### Task directions
Drop the pictures, then extract the listing word for word.

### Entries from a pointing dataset
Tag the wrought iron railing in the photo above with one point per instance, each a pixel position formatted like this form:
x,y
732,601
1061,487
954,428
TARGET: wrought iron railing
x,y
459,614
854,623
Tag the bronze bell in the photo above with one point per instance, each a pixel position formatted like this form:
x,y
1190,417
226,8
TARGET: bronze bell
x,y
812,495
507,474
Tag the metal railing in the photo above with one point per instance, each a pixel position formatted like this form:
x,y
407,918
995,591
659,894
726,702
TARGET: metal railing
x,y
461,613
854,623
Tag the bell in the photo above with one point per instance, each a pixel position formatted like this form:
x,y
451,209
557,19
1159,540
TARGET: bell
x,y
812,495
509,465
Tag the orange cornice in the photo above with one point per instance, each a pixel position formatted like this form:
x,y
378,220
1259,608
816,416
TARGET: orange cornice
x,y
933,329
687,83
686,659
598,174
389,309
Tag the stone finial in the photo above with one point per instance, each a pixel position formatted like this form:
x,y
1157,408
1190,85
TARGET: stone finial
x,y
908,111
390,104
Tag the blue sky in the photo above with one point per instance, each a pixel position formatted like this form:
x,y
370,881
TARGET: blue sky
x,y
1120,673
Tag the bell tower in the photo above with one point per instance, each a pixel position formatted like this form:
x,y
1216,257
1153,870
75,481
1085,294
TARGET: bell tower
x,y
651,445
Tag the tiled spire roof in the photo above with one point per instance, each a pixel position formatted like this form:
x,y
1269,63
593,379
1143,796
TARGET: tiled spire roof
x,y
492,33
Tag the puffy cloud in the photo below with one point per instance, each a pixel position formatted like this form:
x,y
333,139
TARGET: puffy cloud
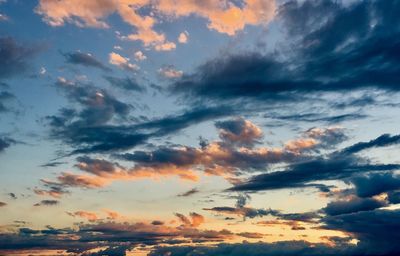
x,y
290,248
375,184
85,59
47,203
189,192
122,62
224,16
100,135
318,61
239,131
194,221
90,216
14,57
6,142
128,83
170,72
168,46
353,204
106,237
183,37
139,56
339,165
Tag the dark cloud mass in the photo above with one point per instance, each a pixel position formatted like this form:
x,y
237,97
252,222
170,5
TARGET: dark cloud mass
x,y
328,62
338,165
336,48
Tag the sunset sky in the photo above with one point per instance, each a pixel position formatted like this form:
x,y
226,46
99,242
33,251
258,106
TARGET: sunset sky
x,y
188,127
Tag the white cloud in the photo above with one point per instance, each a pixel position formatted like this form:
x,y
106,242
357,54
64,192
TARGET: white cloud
x,y
183,37
122,62
170,72
139,56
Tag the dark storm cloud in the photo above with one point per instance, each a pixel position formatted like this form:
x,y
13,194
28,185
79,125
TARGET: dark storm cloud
x,y
287,248
382,141
129,84
353,205
336,166
376,230
375,184
14,57
336,48
313,117
85,59
239,131
308,173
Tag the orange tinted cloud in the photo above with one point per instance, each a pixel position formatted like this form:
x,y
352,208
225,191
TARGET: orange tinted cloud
x,y
224,16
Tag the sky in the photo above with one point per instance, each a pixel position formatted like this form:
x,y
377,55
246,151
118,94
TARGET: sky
x,y
225,127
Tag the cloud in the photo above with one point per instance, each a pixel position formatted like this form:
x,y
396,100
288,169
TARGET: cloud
x,y
194,221
122,62
15,58
84,59
170,72
352,205
90,216
338,165
47,203
189,192
223,16
6,142
139,56
168,46
359,57
107,236
290,248
382,141
99,135
239,131
183,37
5,98
375,229
129,84
374,184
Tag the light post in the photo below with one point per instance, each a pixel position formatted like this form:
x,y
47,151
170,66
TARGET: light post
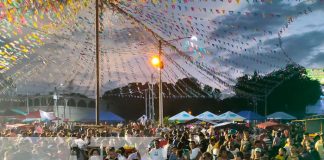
x,y
158,63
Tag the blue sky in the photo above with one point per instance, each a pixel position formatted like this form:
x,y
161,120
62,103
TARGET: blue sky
x,y
234,39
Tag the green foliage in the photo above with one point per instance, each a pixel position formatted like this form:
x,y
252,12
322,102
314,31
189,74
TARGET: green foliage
x,y
287,89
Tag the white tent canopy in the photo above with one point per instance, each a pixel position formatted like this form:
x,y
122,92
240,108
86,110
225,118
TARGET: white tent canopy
x,y
182,116
280,115
231,116
207,116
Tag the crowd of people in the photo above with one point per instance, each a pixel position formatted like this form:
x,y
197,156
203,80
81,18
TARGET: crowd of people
x,y
174,142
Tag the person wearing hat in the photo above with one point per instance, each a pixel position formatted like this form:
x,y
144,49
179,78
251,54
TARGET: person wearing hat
x,y
212,148
111,154
258,154
319,146
306,138
156,153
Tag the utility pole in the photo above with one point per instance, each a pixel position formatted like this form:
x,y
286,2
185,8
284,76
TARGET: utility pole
x,y
160,86
97,64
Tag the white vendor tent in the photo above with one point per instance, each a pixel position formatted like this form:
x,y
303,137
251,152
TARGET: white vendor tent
x,y
182,116
207,116
281,115
231,116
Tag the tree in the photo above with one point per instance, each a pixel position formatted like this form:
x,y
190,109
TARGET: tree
x,y
288,89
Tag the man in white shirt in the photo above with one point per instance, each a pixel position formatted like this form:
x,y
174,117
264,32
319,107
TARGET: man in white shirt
x,y
156,153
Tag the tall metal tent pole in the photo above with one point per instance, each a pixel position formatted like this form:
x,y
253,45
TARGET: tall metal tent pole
x,y
97,64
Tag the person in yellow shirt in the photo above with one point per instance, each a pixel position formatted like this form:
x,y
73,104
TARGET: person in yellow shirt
x,y
281,154
212,147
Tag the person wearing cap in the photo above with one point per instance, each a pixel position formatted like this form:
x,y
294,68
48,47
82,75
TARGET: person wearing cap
x,y
111,154
306,138
156,153
319,146
293,155
258,155
281,154
206,156
212,148
194,150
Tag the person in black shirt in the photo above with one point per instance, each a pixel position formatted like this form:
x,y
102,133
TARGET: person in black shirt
x,y
203,142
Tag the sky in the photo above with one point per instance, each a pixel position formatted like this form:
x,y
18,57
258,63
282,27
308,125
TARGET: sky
x,y
232,39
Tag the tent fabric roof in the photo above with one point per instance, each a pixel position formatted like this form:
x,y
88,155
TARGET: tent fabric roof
x,y
270,124
40,115
249,115
281,115
182,116
51,53
231,116
104,116
207,116
11,112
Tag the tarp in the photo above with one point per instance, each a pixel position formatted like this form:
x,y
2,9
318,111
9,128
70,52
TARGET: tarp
x,y
182,116
281,115
231,116
11,112
249,115
39,115
110,117
207,116
272,125
103,116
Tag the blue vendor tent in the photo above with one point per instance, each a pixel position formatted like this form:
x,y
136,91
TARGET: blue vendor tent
x,y
249,115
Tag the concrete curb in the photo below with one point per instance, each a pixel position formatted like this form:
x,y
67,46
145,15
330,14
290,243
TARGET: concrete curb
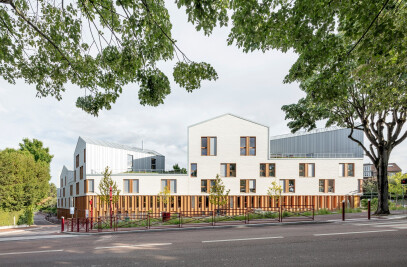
x,y
200,228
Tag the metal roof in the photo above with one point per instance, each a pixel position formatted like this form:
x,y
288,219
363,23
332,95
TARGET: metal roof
x,y
92,141
315,131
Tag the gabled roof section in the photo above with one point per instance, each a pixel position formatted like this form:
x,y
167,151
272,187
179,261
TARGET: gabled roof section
x,y
92,141
227,114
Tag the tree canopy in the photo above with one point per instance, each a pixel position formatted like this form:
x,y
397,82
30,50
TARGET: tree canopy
x,y
98,45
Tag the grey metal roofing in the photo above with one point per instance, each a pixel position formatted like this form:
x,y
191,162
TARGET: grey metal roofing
x,y
226,115
299,133
93,141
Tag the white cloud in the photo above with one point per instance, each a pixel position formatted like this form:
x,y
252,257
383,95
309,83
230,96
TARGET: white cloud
x,y
249,85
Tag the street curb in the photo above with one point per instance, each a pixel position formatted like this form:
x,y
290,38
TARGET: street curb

### Output of the exercise
Tag the wrought iron railing in the photo above with one point per instance, each a pixel position formatted like this form:
x,y
732,601
1061,487
954,428
TARGET: wrought iron railing
x,y
459,614
854,623
Tag the bronze bell in the photo above with one point per instance, each a pixel position formatted like this form:
x,y
1190,417
226,8
TARGET: bronze bell
x,y
812,495
507,474
Tag the metal railing in the photo above with one point per instance, each a pixel position formatted like this form:
x,y
407,918
995,591
659,894
726,702
TARGET: metal railing
x,y
461,613
854,623
Tag the bell in the photo above with one point per instance, each a pixel position formatted like this form:
x,y
451,209
557,19
1159,540
TARGET: bell
x,y
812,495
509,465
Tag the orange cornice in the photo above with one point per instance, each a pixel position formatted like this form:
x,y
378,220
1259,608
816,416
TARGET: orange cornice
x,y
933,329
687,83
686,659
598,174
389,309
Tag the stone finial in the photo above with one point per instance, each a pixel position formatted like this form:
x,y
1157,408
1190,85
TARGET: stone finial
x,y
908,111
390,104
Tag the blue sky in the photo above with one point per instance, each a pixel position formatted like this form:
x,y
370,881
TARGET: blue sky
x,y
1120,673
Tag the bell tower in the photo above with one point per instance, each a pixel position formatted like this form:
x,y
1216,257
1153,870
75,481
1085,294
TARGET: bell tower
x,y
651,445
Tag the tiled spire roof in the photo above with one point per instance, each a pixel position formatted like this form:
x,y
1269,63
593,379
1143,796
TARGET: tiled spire roof
x,y
492,33
Tag the puffy cloud in the photo below with one point per instance, each a pixel position formatted like this form:
x,y
333,139
TARGET: puffy cloud
x,y
290,248
375,184
85,59
47,203
189,192
122,62
224,16
100,135
318,61
239,131
194,221
90,216
14,57
6,142
128,83
170,72
168,46
353,204
106,237
183,37
139,56
339,165
Tag the dark cloud mass in the photo above with one point per instance, each a pixel position formatted like this form:
x,y
237,97
252,222
170,5
TARGET: dark cloud mass
x,y
328,62
338,165
336,48
Tag the sunset sky in the photo above with one point per instance, each a pixel position formatted like this form:
x,y
226,46
99,242
33,251
258,106
TARGET: sunset sky
x,y
188,127
Tag the white cloud in the photo above with one point per instance, each a pixel position formatted like this form:
x,y
106,242
357,54
64,192
TARGET: white cloud
x,y
183,37
122,62
170,72
139,56
Tag the dark storm cloud in the photo above with one point per instance, each a pixel position formatted like this form:
x,y
13,194
28,185
79,125
TARGET: dark storm cloud
x,y
287,248
382,141
129,84
353,205
336,166
376,230
375,184
14,57
336,48
313,117
85,59
239,131
308,173
Tag the orange tinted cloud in the photo above with one point per instance, each a pixel position formatted like this form:
x,y
352,208
225,191
TARGET: orange tinted cloud
x,y
224,16
Tag the sky in the photo above with one point per instance, each a pixel position formatted like this form:
x,y
377,55
246,151
118,94
TARGET: sky
x,y
225,127
Tag the cloud in the photo above with one point per instance, each a pixel position formatted like this form:
x,y
396,100
288,169
TARGET: cloud
x,y
194,221
122,62
15,58
84,59
170,72
352,205
90,216
338,165
47,203
189,192
223,16
6,142
139,56
168,46
359,57
107,236
290,248
382,141
99,135
239,131
183,37
5,98
375,229
129,84
374,184
Tag the light post in the photo below with one point per instance, each a pixel position formatted like this form:
x,y
47,151
170,66
TARGET: light post
x,y
158,63
Tag the blue sky in the photo above with one point per instance, each a pixel position formatted like this form:
x,y
161,120
62,103
TARGET: blue sky
x,y
234,39
Tag the green foliage in the photo above with one point per instance, each a pixel position formatted like this form:
x,y
252,12
322,102
314,31
189,74
TARGET: green foliage
x,y
287,89
Tag the white tent canopy in the photo above with one point per instance, each a pixel position formatted like this form:
x,y
122,92
240,108
86,110
225,118
TARGET: white tent canopy
x,y
182,116
280,115
231,116
207,116
Tag the crowd of people in the photo above with one point per instance, each a pixel position formatted like this form:
x,y
197,156
203,80
81,18
TARGET: crowd of people
x,y
174,142
Tag the person wearing hat in the photo above with one point per instance, each a pixel position formatted like this form:
x,y
144,49
179,78
251,54
TARGET: person wearing hat
x,y
212,148
111,154
258,154
319,146
306,138
156,153
Tag the utility pole in the photo above with one point per instance, each a pixel position formatted like this form:
x,y
286,2
185,8
284,76
TARGET: utility pole
x,y
160,86
97,64
Tag the white vendor tent in the photo above with one point per instance, each a pixel position formatted like this form:
x,y
303,137
251,152
TARGET: white vendor tent
x,y
182,116
207,116
281,115
231,116
Tag the tree in the photo above with one point per instance, each a pixel position formatted like this form:
x,y
190,109
TARGET: tree
x,y
288,89
Tag the man in white shirt in the photo above with one point per instance, each a pixel position formatted like this form:
x,y
174,117
264,32
319,107
TARGET: man in white shirt
x,y
156,153
Tag the tall metal tent pole in the photo above with one point per instance, each a pixel position formatted like this form:
x,y
253,45
TARGET: tall metal tent pole
x,y
97,64
Tag the person in yellow shirt in the photo above with one point per instance, each a pixel position formatted like this form:
x,y
73,104
TARGET: person in yellow shirt
x,y
281,154
212,147
Tag the person wearing cap in the photo above with one point per instance, each a pixel position formatted like this form:
x,y
294,68
48,47
82,75
TARGET: person wearing cap
x,y
111,154
306,138
156,153
319,146
293,155
258,155
281,154
206,156
212,148
194,150
Tag the person in black shirt in the photo above with one point per instance, each a pixel position formatted like this form:
x,y
102,133
TARGET: person in black shirt
x,y
203,142
Tag the sky in the photo above with one point per instance, each a pixel position formatted like this form:
x,y
18,57
258,63
282,27
308,125
TARGET: sky
x,y
232,39
Tag the tent fabric roof in the photo above with one point per instance, each a pixel position formatted like this form:
x,y
88,155
TARGET: tent fabric roof
x,y
270,124
40,115
249,115
281,115
182,116
51,53
231,116
104,116
207,116
11,112
Tag the tarp in the photo above with one point per instance, each a pixel position formatted like this form:
x,y
2,9
318,111
9,128
70,52
TARGET: tarp
x,y
182,116
281,115
231,116
11,112
249,115
39,115
110,117
207,116
272,125
103,116
Tag the blue vendor tent in the photo above with one point per instance, each a pixel position formatted like this form:
x,y
136,91
TARGET: blue vendor tent
x,y
249,115
Tag the concrete curb in the photo below with one point per instance, each a pixel position formatted like this form:
x,y
67,46
145,15
330,14
290,243
TARGET: concrete curb
x,y
200,228
Tag the metal roof in the photo above with one point per instance, each a pixel position formatted like this form:
x,y
288,219
363,23
332,95
TARGET: metal roof
x,y
92,141
315,131
Tag the gabled roof section in the photo above with one point per instance, each a pixel position formatted like this form:
x,y
167,151
272,187
179,261
TARGET: gabled roof section
x,y
92,141
227,114
Tag the tree canopy in the photo above with one point per instance, each a pixel position formatted like this form:
x,y
397,82
30,50
TARGET: tree canopy
x,y
98,45
Tag the grey metal roofing in the photo above with one point per instance, each a pixel position formatted like this form:
x,y
191,162
TARGET: grey metal roofing
x,y
226,115
299,133
93,141
Tag the white cloud in the photo above with one point per instance, each a pixel position formatted like this form:
x,y
252,257
383,95
309,83
230,96
TARGET: white cloud
x,y
249,85
Tag the street curb in the photo above with one point per instance, each a pixel position formatted like this form:
x,y
290,38
TARGET: street curb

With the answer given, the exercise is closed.